» **PROVIDED PASSAGE**:
begin

Scott Tong Mar 16, 2012

Kai Ryssdal: If you’ve bought gas lately, the news today about inflation probably came as no surprise. The consumer price index rose last month — four-tenths percent. That, on the face of it, doesn’t sound like a lot. But it is, in fact, the biggest jump in 10 months.

OK, this is the point in most inflation stories where the disclaimer comes, where somebody points out that gas and food prices are volatile. They can rise and correspondingly fall pretty quickly — which is great.

But still, you’ve got to buy gas and food, so today’s situation is reminding some of inflation from days gone by. Here’s Marketplace’s Scott Tong to help jog our memory.

Scott Tong: As a young child of the ’70s, I can’t say I remember much. But Federal Reserve historian Allan Meltzer does. Gas prices tripled at one point. Prices for everything inflated.

Allan Meltzer: It got up to an average of 17 percent.

Paychecks struggled to keep up, and families suffered.

It began with the Nixon White House. It wanted money for the Vietnam War, and money in people’s pockets. So, Meltzer says, the Fed printed more.

Meltzer: It was a politically motivated decision. It did get more growth initially, but it also produced more inflation.

Which proved hard to tame -– and he fears policymakers are doing the same thing now.

To control prices, the Fed can boost interest rates. Unpopular economic spinach for a Fed chairman, until President Carter appointed Paul Volcker.

end

» **GIVEN EXERCISE 1**:
In the records, from the line containing "instance: [(450, 50)]" down to the line containing "[(131, 216), (572, 267), (38, 262), (518, 268)]", swap "exercise" for "activity" and return only those lines, otherwise unchanged.
The inflation report has no connection to the records that follow it.

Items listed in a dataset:
begin

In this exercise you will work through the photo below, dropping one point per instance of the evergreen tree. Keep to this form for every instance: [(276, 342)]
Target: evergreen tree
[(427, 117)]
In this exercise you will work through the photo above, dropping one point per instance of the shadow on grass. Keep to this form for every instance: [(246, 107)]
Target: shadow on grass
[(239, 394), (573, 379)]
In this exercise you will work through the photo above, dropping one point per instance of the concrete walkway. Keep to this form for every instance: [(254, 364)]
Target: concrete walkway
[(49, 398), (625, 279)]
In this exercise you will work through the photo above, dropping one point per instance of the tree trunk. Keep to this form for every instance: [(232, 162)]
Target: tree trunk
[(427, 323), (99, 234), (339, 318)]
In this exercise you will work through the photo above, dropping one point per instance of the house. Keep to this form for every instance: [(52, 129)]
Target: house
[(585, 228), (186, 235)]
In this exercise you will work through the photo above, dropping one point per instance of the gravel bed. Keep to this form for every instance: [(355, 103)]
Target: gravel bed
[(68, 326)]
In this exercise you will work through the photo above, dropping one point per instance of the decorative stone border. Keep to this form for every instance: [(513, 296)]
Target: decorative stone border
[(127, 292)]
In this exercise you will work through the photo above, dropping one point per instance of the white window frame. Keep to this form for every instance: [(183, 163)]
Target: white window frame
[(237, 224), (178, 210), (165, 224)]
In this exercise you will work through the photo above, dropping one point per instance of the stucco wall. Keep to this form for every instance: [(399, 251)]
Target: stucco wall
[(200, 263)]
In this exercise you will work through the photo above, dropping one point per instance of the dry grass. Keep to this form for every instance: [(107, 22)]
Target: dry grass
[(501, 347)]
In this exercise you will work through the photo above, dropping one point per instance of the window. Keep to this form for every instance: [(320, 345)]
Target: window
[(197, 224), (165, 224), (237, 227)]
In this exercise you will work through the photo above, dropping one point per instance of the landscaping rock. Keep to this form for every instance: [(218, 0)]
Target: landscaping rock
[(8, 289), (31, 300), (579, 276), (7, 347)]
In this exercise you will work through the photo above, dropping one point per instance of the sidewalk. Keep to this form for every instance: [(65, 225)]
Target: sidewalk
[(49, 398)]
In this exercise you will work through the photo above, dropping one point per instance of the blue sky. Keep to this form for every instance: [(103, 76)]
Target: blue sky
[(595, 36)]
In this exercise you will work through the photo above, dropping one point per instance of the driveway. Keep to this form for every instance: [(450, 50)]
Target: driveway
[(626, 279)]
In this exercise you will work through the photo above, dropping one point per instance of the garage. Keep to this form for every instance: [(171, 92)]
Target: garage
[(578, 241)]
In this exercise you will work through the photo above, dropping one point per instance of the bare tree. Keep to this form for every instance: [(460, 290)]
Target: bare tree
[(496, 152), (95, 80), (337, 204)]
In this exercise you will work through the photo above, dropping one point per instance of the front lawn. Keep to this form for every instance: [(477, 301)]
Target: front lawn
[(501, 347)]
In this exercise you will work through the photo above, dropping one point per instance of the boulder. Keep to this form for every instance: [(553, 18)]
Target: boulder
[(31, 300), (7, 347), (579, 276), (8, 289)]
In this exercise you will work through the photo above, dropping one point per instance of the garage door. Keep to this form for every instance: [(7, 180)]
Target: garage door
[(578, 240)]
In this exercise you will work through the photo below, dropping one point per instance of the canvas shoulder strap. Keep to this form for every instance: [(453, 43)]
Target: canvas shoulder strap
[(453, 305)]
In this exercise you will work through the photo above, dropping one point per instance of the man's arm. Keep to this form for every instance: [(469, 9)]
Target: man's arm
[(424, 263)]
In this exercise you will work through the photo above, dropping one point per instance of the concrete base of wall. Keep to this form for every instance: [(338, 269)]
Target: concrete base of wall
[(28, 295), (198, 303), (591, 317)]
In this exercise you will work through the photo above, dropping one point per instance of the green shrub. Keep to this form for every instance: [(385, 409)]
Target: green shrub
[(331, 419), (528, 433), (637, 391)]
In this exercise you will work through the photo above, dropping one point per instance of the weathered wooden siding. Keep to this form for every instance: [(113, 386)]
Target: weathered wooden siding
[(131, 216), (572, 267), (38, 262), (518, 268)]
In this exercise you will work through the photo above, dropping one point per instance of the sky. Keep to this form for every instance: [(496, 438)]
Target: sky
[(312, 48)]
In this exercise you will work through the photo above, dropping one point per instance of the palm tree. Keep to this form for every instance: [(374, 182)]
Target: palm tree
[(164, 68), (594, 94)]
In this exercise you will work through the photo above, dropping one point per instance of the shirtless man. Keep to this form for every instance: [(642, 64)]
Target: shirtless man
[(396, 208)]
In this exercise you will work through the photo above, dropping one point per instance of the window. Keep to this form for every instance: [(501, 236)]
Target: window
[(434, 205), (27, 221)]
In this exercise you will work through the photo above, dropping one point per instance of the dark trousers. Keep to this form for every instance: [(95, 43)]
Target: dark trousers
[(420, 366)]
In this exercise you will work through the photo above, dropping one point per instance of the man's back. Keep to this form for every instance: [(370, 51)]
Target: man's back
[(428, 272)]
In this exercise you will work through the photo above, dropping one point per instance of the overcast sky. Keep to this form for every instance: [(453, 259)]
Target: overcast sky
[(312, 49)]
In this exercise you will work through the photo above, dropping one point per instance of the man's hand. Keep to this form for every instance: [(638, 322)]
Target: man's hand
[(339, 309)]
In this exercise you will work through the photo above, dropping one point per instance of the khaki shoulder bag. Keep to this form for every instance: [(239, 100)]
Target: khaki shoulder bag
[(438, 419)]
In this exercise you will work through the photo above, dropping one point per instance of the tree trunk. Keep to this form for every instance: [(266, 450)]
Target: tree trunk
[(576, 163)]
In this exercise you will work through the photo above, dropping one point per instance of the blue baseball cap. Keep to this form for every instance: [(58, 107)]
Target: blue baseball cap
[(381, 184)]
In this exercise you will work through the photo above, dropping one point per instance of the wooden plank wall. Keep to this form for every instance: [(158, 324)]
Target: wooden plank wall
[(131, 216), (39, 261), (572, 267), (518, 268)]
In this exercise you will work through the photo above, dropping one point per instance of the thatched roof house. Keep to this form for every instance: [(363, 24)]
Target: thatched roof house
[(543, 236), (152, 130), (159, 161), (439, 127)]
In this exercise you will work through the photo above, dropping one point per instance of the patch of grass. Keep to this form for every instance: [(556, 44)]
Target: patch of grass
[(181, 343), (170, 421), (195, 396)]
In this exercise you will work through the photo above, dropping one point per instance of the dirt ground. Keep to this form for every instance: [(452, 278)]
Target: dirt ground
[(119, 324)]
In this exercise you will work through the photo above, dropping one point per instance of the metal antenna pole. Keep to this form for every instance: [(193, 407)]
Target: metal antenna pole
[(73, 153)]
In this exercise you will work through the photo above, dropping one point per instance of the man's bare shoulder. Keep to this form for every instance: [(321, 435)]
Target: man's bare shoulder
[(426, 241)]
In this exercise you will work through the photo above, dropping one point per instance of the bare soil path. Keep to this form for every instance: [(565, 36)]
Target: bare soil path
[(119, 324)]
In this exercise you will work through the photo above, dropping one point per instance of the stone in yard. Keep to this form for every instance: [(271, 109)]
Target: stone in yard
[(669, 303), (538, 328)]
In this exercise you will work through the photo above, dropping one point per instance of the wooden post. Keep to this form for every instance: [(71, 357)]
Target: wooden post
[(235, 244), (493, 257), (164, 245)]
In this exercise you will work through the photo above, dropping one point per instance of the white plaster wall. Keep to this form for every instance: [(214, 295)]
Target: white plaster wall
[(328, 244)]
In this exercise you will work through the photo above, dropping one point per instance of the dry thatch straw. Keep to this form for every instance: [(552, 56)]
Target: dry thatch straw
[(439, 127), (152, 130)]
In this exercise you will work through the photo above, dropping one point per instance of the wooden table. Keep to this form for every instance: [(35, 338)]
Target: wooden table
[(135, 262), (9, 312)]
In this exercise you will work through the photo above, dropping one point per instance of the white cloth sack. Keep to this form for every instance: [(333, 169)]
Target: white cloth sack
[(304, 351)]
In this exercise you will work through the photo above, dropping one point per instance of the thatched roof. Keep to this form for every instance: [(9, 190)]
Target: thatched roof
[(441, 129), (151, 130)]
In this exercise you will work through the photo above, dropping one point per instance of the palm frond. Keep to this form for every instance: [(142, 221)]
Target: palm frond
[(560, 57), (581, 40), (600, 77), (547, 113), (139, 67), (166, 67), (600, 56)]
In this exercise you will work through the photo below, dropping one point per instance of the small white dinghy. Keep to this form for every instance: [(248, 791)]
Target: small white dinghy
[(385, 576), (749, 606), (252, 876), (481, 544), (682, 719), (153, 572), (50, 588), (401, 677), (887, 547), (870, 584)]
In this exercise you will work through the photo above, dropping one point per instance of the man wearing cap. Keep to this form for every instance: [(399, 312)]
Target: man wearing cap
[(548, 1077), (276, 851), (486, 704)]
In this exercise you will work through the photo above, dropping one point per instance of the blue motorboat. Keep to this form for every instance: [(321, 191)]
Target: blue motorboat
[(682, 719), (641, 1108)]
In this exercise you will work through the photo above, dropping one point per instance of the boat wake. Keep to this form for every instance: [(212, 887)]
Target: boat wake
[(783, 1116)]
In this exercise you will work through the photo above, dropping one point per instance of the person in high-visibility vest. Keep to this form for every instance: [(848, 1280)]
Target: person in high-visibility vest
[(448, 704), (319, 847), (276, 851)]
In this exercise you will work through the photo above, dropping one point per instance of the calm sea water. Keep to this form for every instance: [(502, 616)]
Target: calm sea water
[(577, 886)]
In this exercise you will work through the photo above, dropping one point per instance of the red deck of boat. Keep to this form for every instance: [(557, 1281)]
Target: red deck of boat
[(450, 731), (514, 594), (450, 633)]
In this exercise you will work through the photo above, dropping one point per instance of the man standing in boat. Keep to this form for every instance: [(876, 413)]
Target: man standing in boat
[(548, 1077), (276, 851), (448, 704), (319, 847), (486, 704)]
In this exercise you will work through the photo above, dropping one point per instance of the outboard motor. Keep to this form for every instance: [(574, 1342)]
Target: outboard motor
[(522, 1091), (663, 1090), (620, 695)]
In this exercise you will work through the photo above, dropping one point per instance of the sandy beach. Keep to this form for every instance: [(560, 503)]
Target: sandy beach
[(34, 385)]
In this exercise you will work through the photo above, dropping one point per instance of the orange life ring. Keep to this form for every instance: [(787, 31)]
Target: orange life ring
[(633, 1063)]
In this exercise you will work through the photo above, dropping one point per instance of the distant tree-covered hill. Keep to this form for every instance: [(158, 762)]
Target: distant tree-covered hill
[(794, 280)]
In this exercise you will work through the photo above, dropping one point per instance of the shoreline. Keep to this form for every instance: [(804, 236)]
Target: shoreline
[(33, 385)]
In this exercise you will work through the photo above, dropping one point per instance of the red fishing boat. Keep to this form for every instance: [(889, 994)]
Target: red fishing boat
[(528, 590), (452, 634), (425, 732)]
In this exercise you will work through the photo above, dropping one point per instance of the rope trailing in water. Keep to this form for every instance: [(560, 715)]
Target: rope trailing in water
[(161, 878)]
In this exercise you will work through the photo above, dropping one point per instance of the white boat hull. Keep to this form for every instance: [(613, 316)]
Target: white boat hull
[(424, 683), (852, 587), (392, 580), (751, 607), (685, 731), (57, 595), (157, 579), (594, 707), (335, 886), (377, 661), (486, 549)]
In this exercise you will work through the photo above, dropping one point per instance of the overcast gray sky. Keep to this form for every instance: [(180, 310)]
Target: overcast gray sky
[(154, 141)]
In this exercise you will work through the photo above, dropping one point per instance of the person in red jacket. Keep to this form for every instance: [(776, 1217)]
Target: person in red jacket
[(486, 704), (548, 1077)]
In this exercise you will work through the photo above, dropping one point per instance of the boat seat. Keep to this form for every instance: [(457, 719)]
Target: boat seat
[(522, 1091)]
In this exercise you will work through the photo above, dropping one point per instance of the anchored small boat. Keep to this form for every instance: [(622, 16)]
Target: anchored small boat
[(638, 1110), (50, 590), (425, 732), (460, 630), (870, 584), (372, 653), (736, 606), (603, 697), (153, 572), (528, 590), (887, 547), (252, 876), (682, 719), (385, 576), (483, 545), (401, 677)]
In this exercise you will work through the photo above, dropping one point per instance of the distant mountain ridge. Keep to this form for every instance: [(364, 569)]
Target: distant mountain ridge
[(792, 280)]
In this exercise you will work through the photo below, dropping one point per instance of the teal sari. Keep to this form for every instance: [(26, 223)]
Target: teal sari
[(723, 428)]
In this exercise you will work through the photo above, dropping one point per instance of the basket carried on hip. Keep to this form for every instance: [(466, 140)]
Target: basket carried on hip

end

» **GIVEN EXERCISE 2**:
Write a continuation of the inflation report, starting after its final sentence.

» **REPLY 1**:
In this activity you will work through the photo above, dropping one point per instance of the driveway. Keep to this form for every instance: [(450, 50)]
Target: driveway
[(626, 279)]
In this activity you will work through the photo above, dropping one point per instance of the garage. Keep to this form for every instance: [(171, 92)]
Target: garage
[(578, 241)]
In this activity you will work through the photo above, dropping one point per instance of the bare tree. Keep to this form for every instance: [(460, 290)]
Target: bare tree
[(496, 152), (95, 80), (337, 204)]
In this activity you will work through the photo above, dropping one point per instance of the front lawn. Keep to this form for every instance: [(477, 301)]
Target: front lawn
[(501, 347)]
In this activity you will work through the photo above, dropping one point per instance of the boulder. Keep to this form for every instance: [(553, 18)]
Target: boulder
[(31, 300), (7, 347), (579, 276), (8, 289)]
In this activity you will work through the photo above, dropping one point per instance of the garage door. Keep to this form for every instance: [(7, 180)]
Target: garage door
[(578, 240)]
In this activity you will work through the photo below, dropping one point per instance of the canvas shoulder strap. Keep to this form for every instance: [(453, 43)]
Target: canvas shoulder strap
[(453, 305)]
In this activity you will work through the photo above, dropping one point per instance of the man's arm. Keep to this form for every instance: [(469, 9)]
Target: man's arm
[(424, 263)]
In this activity you will work through the photo above, dropping one point per instance of the concrete base of wall. Keep to this form for every instance: [(338, 269)]
Target: concrete base of wall
[(28, 295), (198, 303), (591, 317)]
In this activity you will work through the photo above, dropping one point per instance of the green shrub. Keep to this form for every instance: [(385, 409)]
Target: green shrub
[(331, 419), (528, 433), (637, 391)]
In this activity you will work through the photo above, dropping one point per instance of the weathered wooden siding. Keep to this form for every instance: [(113, 386)]
Target: weathered wooden siding
[(131, 216), (572, 267), (38, 262), (518, 268)]

» **REPLY 2**:
Meltzer: Volcker said to him, I’m going to be tougher on inflation than my predecessors. President Carter said that is what I want. I don’t think he understood exactly what he was asking for, because interest rates got to 20 percent or more.

Former Fed Vice Chairman Alan Blinder remembers those interest rates, from when he bought a car.

Alan Blinder: The bank wanted 18 percent and I called up my local credit union. And they only were charging 10 percent, because they hadn’t yet adjusted. And I dashed over to get that 10 percent rate.

High rates broke inflation by the early ’80s. But to get there, Volcker upset developers who couldn’t sell homes. At a speech this week, Volcker says even now, some walk up and call him an S.O.B. But others say…

Paul Volcker: My father bought government securities at 15 percent which put me through college. Thank you very much!

Inflation today is only 3 percent. But inflation hawks see it creeping up -– and they warn, do we really want to go through all that pain again?

In Washington, I’m Scott Tong for Marketplace.